> **Work to be completed**: Exact reproduction of all the entries is required, without any of their pictures.

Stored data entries
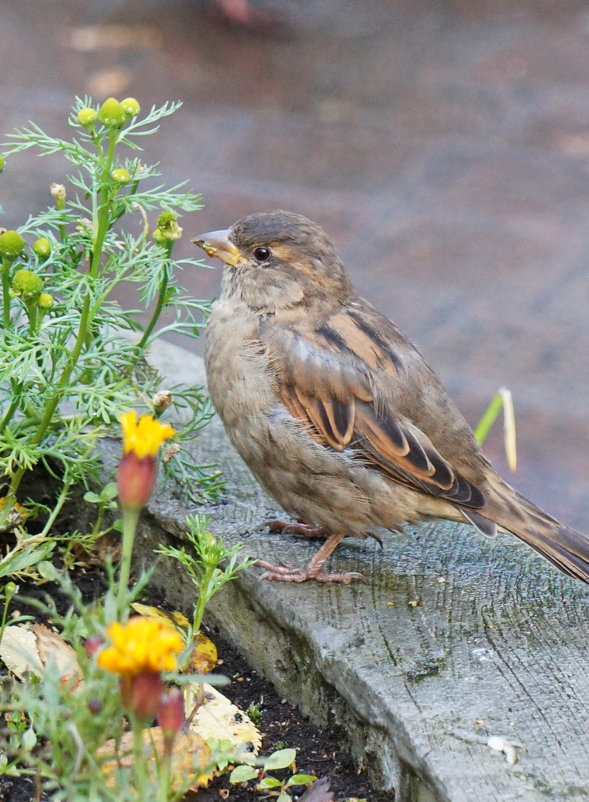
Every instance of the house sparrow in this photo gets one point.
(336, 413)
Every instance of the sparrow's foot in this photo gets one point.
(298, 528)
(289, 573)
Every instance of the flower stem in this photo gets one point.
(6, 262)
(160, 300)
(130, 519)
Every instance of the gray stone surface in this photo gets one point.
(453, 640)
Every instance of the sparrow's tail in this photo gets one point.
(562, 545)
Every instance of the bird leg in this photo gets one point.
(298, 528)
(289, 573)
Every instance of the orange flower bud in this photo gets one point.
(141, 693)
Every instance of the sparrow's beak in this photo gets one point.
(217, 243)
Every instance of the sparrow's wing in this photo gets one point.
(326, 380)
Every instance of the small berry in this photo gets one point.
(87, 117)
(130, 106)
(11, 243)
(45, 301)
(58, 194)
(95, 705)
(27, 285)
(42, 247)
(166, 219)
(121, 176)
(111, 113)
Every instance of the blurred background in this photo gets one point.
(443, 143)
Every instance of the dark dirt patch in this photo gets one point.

> **Problem solution**:
Every instance of the house sparrow in this photo gets one point.
(336, 413)
Every instance of the sparrow's foot in this photo gets one point.
(298, 528)
(289, 573)
Every instance of the flower stem in this photo gets one point.
(6, 262)
(160, 300)
(130, 519)
Every instance of the gray stone surface in this photo gets one point.
(453, 640)
Every instance of the sparrow's tail in this photo gets one point.
(562, 545)
Every instance of the bird leg in this photo gets one point.
(298, 528)
(289, 573)
Every instance of the orange flower bud in this photo gets one point.
(141, 693)
Every instance of the sparrow's beak in this photo gets one point.
(217, 243)
Every instance of the sparrow's wing in this photo gets one point.
(326, 380)
Every instance of the small berry in this photo gets one point.
(87, 117)
(130, 106)
(11, 243)
(45, 301)
(58, 194)
(95, 705)
(27, 285)
(42, 247)
(166, 219)
(121, 176)
(111, 113)
Every instance of the blurred background in this photo gets one point.
(443, 143)
Every instance of the dark dirt patch in this photo gets one point.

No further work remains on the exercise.